Your objective: Rewrite the entries with every "rough mask" changed to "coarse mask", keeping everything else the same. Omit the pictures from your answer.

Dataset entries
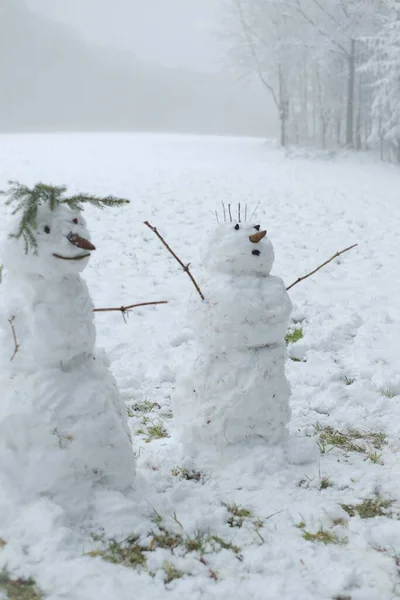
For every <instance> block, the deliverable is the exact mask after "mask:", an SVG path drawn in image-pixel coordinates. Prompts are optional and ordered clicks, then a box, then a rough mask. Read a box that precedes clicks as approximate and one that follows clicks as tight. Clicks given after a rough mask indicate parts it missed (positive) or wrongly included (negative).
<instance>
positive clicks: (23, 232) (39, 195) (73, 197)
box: [0, 181, 129, 254]
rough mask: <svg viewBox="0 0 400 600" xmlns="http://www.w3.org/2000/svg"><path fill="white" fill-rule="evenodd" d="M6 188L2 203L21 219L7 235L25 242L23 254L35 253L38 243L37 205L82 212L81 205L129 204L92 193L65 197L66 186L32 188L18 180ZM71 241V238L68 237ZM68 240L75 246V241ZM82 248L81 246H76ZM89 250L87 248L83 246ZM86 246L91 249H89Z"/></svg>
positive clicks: (96, 205) (4, 191)
mask: <svg viewBox="0 0 400 600" xmlns="http://www.w3.org/2000/svg"><path fill="white" fill-rule="evenodd" d="M9 185H10V189H9V190H7V191H0V195H2V196H7V197H8V198H7V200H6V202H5V204H6V206H14V207H15V208H14V210H13V212H12V214H13V215H16V214H17V213H20V214H21V221H20V223H19V226H18V228H17V231H16V232H15V233H11V234H10V237H13V238H16V239H20V238H23V240H24V243H25V253H26V254H28V252H29V251H32V252H33V254H37V251H38V243H37V239H36V235H35V232H36V230H37V215H38V209H39V207H40V206H45V205H47V207H48V208H49V209H50V211H51V212H54V211H55V210H56V209H57V208H58V207H60V206H65V207H69V208H70V209H71V210H76V211H82V210H83V209H84V207H85V205H88V204H89V205H92V206H96V207H97V208H100V209H103V208H105V207H111V206H122V205H124V204H129V200H126V199H125V198H115V197H114V196H105V197H101V196H94V195H91V194H85V193H82V194H76V195H74V196H65V192H66V191H67V187H66V186H64V185H62V186H53V185H49V184H44V183H37V184H36V185H35V186H34V187H33V188H29V187H27V186H26V185H22V184H21V183H19V182H18V181H9ZM70 241H71V240H70ZM75 242H76V240H75V241H71V243H74V244H75V245H77V246H78V243H75ZM78 247H83V246H78ZM87 249H89V248H87ZM90 249H94V247H93V248H90Z"/></svg>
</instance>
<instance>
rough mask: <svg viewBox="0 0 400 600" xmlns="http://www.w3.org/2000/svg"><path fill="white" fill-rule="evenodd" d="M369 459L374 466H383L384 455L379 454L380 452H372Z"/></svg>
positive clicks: (370, 454)
mask: <svg viewBox="0 0 400 600" xmlns="http://www.w3.org/2000/svg"><path fill="white" fill-rule="evenodd" d="M368 459H369V460H370V461H371V462H372V463H374V465H383V460H382V454H378V452H376V450H375V452H370V453H369V454H368Z"/></svg>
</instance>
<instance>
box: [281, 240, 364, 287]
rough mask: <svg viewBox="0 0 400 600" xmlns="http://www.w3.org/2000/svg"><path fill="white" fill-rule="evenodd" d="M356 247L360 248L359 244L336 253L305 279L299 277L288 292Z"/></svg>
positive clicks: (307, 276) (293, 282)
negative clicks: (324, 267) (331, 262)
mask: <svg viewBox="0 0 400 600" xmlns="http://www.w3.org/2000/svg"><path fill="white" fill-rule="evenodd" d="M356 246H358V244H353V245H352V246H349V247H348V248H345V249H344V250H341V251H340V252H336V254H334V255H333V256H331V257H330V258H329V259H328V260H326V261H325V262H324V263H322V265H319V267H317V268H316V269H314V271H311V273H307V275H304V276H303V277H299V278H298V279H296V281H295V282H293V283H292V284H291V285H289V287H287V288H286V290H288V291H289V290H290V289H291V288H292V287H294V286H295V285H297V284H298V283H300V281H304V279H308V277H311V275H314V273H317V271H319V270H320V269H322V268H323V267H325V266H326V265H328V264H329V263H330V262H332V261H333V260H335V258H337V257H338V256H340V255H341V254H344V253H345V252H348V251H349V250H352V249H353V248H355V247H356Z"/></svg>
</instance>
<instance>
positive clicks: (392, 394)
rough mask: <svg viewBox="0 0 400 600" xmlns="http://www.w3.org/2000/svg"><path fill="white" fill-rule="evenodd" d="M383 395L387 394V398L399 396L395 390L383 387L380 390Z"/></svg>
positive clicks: (383, 395)
mask: <svg viewBox="0 0 400 600" xmlns="http://www.w3.org/2000/svg"><path fill="white" fill-rule="evenodd" d="M379 391H380V393H381V394H382V396H386V398H390V399H392V398H395V397H396V396H397V394H396V392H394V391H393V390H392V389H391V388H382V389H381V390H379Z"/></svg>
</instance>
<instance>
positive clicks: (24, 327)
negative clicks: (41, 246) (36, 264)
mask: <svg viewBox="0 0 400 600" xmlns="http://www.w3.org/2000/svg"><path fill="white" fill-rule="evenodd" d="M2 291H3V294H4V296H3V316H2V319H3V323H2V332H3V343H2V347H1V354H2V362H4V363H7V361H8V362H9V361H10V358H11V356H12V354H13V352H14V338H13V330H12V328H11V324H12V325H13V328H14V333H15V336H16V339H17V343H18V352H17V353H16V354H15V356H14V358H13V365H12V367H13V369H15V370H19V369H22V370H36V369H41V368H43V367H45V366H47V367H51V366H53V367H57V366H63V365H64V366H67V364H68V363H69V362H70V361H71V360H73V359H74V358H77V357H79V356H89V355H92V354H93V351H94V345H95V339H96V333H95V327H94V320H93V305H92V302H91V299H90V295H89V291H88V289H87V286H86V284H85V282H84V281H83V280H82V278H81V277H80V276H79V275H78V274H72V275H65V276H63V277H59V278H51V279H46V278H43V277H38V276H36V277H35V276H33V277H32V276H31V277H29V276H27V277H25V278H20V277H16V276H15V274H12V275H10V276H9V277H7V278H6V279H5V281H4V284H3V286H2ZM5 321H8V324H7V322H5Z"/></svg>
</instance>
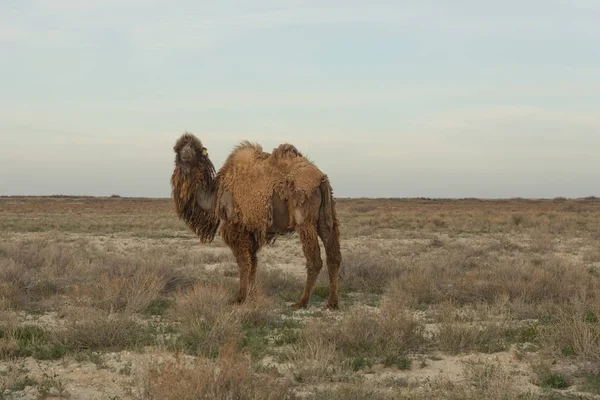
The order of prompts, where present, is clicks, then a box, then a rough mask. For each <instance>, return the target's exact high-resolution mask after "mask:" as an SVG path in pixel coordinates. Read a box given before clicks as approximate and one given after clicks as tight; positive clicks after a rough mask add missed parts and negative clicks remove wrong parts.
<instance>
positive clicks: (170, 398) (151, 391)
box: [138, 341, 295, 400]
mask: <svg viewBox="0 0 600 400" xmlns="http://www.w3.org/2000/svg"><path fill="white" fill-rule="evenodd" d="M218 353H219V356H218V357H217V359H216V360H215V361H212V360H209V359H207V358H200V357H199V358H196V359H195V360H194V361H193V363H191V364H190V363H186V362H185V361H184V360H183V359H182V358H180V357H177V356H176V357H175V359H174V360H167V361H164V362H162V363H160V364H154V363H153V364H152V365H150V366H149V367H148V368H147V371H146V374H145V375H144V376H143V377H142V378H141V379H140V382H138V387H139V391H140V393H139V395H140V396H139V397H140V398H141V399H147V400H152V399H160V400H171V399H173V400H187V399H189V400H195V399H222V400H226V399H236V400H244V399H257V400H271V399H273V400H275V399H294V398H295V396H294V395H293V393H292V391H291V390H290V386H289V384H287V383H285V382H283V381H278V380H276V379H275V378H274V377H272V376H270V375H267V374H259V373H257V372H256V371H255V370H253V368H252V366H251V364H250V362H249V361H248V357H247V356H246V355H245V354H242V353H240V352H238V350H237V346H236V344H235V343H234V342H231V341H230V342H228V343H226V344H225V345H224V346H223V347H221V348H220V349H219V351H218Z"/></svg>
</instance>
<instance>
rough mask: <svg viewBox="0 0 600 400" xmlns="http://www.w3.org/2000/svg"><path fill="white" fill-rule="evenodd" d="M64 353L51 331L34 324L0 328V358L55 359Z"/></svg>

Expected output:
For every <instance> block, the deliverable is the exact mask after "mask:", an SVG path drawn in image-pixel coordinates. Prompts are optional and ordered clicks, then a box, then a coarse mask. Read a box that precedes clicks as approximate and one that follows clicks as tight. Clicks given after a coarse mask indicate parts it missed (positive) or wrongly included (negative).
<instance>
positive clicks: (23, 232) (39, 195) (73, 197)
box: [0, 181, 129, 254]
coarse mask: <svg viewBox="0 0 400 600" xmlns="http://www.w3.org/2000/svg"><path fill="white" fill-rule="evenodd" d="M6 188L2 203L21 219L7 235L25 242L23 254L35 253L38 243L37 205L82 212L81 205L129 204L92 193L65 197L66 186L32 188L18 180ZM71 241V238L68 237ZM68 240L75 246V241ZM82 248L81 246H76ZM89 250L87 248L83 246ZM86 246L91 249H89Z"/></svg>
positive clicks: (96, 205) (4, 191)
mask: <svg viewBox="0 0 400 600" xmlns="http://www.w3.org/2000/svg"><path fill="white" fill-rule="evenodd" d="M9 185H10V189H9V190H7V191H0V195H2V196H7V197H8V198H7V200H6V202H5V204H6V206H14V207H15V208H14V210H13V212H12V214H13V215H16V214H17V213H20V214H21V221H20V223H19V226H18V228H17V231H16V232H15V233H11V234H10V237H13V238H16V239H20V238H23V240H24V243H25V253H26V254H28V252H29V251H32V252H33V254H37V251H38V243H37V239H36V235H35V232H36V230H37V215H38V209H39V207H40V206H45V205H47V207H48V208H49V209H50V211H51V212H54V211H55V210H56V209H57V208H58V207H60V206H65V207H69V208H70V209H71V210H76V211H82V210H83V209H84V207H85V205H88V204H89V205H92V206H96V207H97V208H100V209H103V208H105V207H111V206H122V205H124V204H129V200H126V199H125V198H115V197H114V196H105V197H101V196H94V195H91V194H85V193H82V194H76V195H74V196H65V192H66V191H67V187H66V186H64V185H62V186H53V185H49V184H44V183H37V184H36V185H35V186H34V187H33V188H29V187H27V186H26V185H22V184H21V183H19V182H18V181H9ZM70 241H71V240H70ZM75 242H76V240H75V241H71V243H74V244H75V245H77V246H78V243H75ZM78 247H83V246H78ZM87 249H89V248H87ZM90 249H94V247H93V248H90Z"/></svg>
</instance>
<instance>
coarse mask: <svg viewBox="0 0 400 600" xmlns="http://www.w3.org/2000/svg"><path fill="white" fill-rule="evenodd" d="M369 459L374 466H383L384 455L379 454L380 452H372Z"/></svg>
positive clicks: (370, 454)
mask: <svg viewBox="0 0 400 600" xmlns="http://www.w3.org/2000/svg"><path fill="white" fill-rule="evenodd" d="M368 459H369V460H370V461H371V462H372V463H374V465H383V460H382V454H378V452H376V450H375V452H370V453H369V454H368Z"/></svg>
</instance>
<instance>
box: [281, 240, 364, 287]
coarse mask: <svg viewBox="0 0 400 600" xmlns="http://www.w3.org/2000/svg"><path fill="white" fill-rule="evenodd" d="M356 247L360 248L359 244L336 253L305 279L299 277L288 292Z"/></svg>
positive clicks: (307, 276) (293, 282)
negative clicks: (324, 267) (331, 262)
mask: <svg viewBox="0 0 400 600" xmlns="http://www.w3.org/2000/svg"><path fill="white" fill-rule="evenodd" d="M356 246H358V244H353V245H352V246H349V247H348V248H345V249H344V250H341V251H340V252H336V254H334V255H333V256H331V257H330V258H329V259H328V260H326V261H325V262H324V263H322V265H319V267H317V268H316V269H314V271H311V273H307V275H304V276H303V277H299V278H298V279H296V281H295V282H293V283H292V284H291V285H289V287H287V288H286V290H288V291H289V290H290V289H291V288H292V287H294V286H295V285H297V284H298V283H300V281H304V279H308V277H311V275H314V273H317V271H319V270H320V269H322V268H323V267H325V266H326V265H328V264H329V263H330V262H332V261H333V260H335V258H337V257H338V256H340V255H341V254H344V253H345V252H348V251H349V250H352V249H353V248H355V247H356Z"/></svg>
</instance>
<instance>
positive clicks: (392, 394)
coarse mask: <svg viewBox="0 0 400 600" xmlns="http://www.w3.org/2000/svg"><path fill="white" fill-rule="evenodd" d="M383 395L387 394V398L399 396L395 390L383 387L380 390Z"/></svg>
positive clicks: (383, 395)
mask: <svg viewBox="0 0 400 600" xmlns="http://www.w3.org/2000/svg"><path fill="white" fill-rule="evenodd" d="M379 391H380V393H381V394H382V396H386V398H390V399H392V398H395V397H396V396H397V394H396V392H394V391H393V390H392V389H391V388H382V389H381V390H379Z"/></svg>
</instance>
<instance>
positive clicks: (24, 327)
negative clicks: (41, 246) (36, 264)
mask: <svg viewBox="0 0 400 600" xmlns="http://www.w3.org/2000/svg"><path fill="white" fill-rule="evenodd" d="M2 291H3V294H4V296H3V316H2V319H3V323H2V332H3V343H2V347H1V354H2V362H4V363H7V361H8V362H9V361H10V358H11V356H12V354H13V352H14V338H13V330H12V328H11V324H12V325H13V328H14V333H15V336H16V339H17V343H18V352H17V353H16V354H15V356H14V358H13V365H12V367H13V369H15V370H19V369H22V370H36V369H41V368H43V367H45V366H47V367H51V366H53V367H57V366H63V365H64V366H67V364H68V363H69V362H70V361H71V360H73V359H74V358H77V357H79V356H89V355H92V354H93V351H94V345H95V339H96V333H95V327H94V320H93V305H92V302H91V299H90V295H89V291H88V289H87V286H86V284H85V282H84V281H83V280H82V278H81V277H80V276H79V275H78V274H72V275H65V276H63V277H59V278H51V279H46V278H43V277H38V276H36V277H35V276H33V277H32V276H31V277H29V276H27V277H25V278H20V277H16V276H15V274H12V275H10V276H9V277H7V278H6V279H5V281H4V284H3V286H2ZM5 321H8V324H7V322H5Z"/></svg>
</instance>
The order of prompts, where present, is clicks, then a box, then a coarse mask. For each <instance>, return the target's exact high-resolution mask after "mask:" as an SVG path in pixel coordinates. Read a box given before clicks as approximate and one given after clicks as tight; positive clicks after a coarse mask add missed parts and negative clicks remove wrong parts.
<instance>
positive clicks: (170, 398) (151, 391)
box: [138, 341, 295, 400]
mask: <svg viewBox="0 0 600 400" xmlns="http://www.w3.org/2000/svg"><path fill="white" fill-rule="evenodd" d="M218 353H219V356H218V357H217V359H216V360H215V361H212V360H209V359H207V358H200V357H199V358H196V359H195V360H194V361H193V363H191V364H190V363H186V362H185V361H184V360H183V359H182V358H180V357H177V356H176V357H175V359H174V360H167V361H164V362H162V363H160V364H154V363H153V364H152V365H150V366H149V367H148V368H147V371H146V374H145V375H144V376H143V377H142V378H141V379H140V382H138V387H139V391H140V393H139V395H140V396H139V397H140V398H141V399H147V400H152V399H160V400H171V399H173V400H187V399H189V400H195V399H222V400H226V399H236V400H244V399H257V400H271V399H273V400H275V399H294V398H295V396H294V395H293V393H292V391H291V390H290V386H289V384H287V383H285V382H283V381H278V380H276V379H275V378H274V377H272V376H270V375H267V374H259V373H257V372H256V371H255V370H253V368H252V366H251V364H250V362H249V361H248V357H247V356H246V355H245V354H242V353H240V352H238V350H237V346H236V344H235V343H234V342H231V341H230V342H228V343H226V344H225V345H224V346H223V347H221V348H220V349H219V351H218Z"/></svg>
</instance>
<instance>
coarse mask: <svg viewBox="0 0 600 400" xmlns="http://www.w3.org/2000/svg"><path fill="white" fill-rule="evenodd" d="M64 353L51 331L34 324L0 328V358L55 359Z"/></svg>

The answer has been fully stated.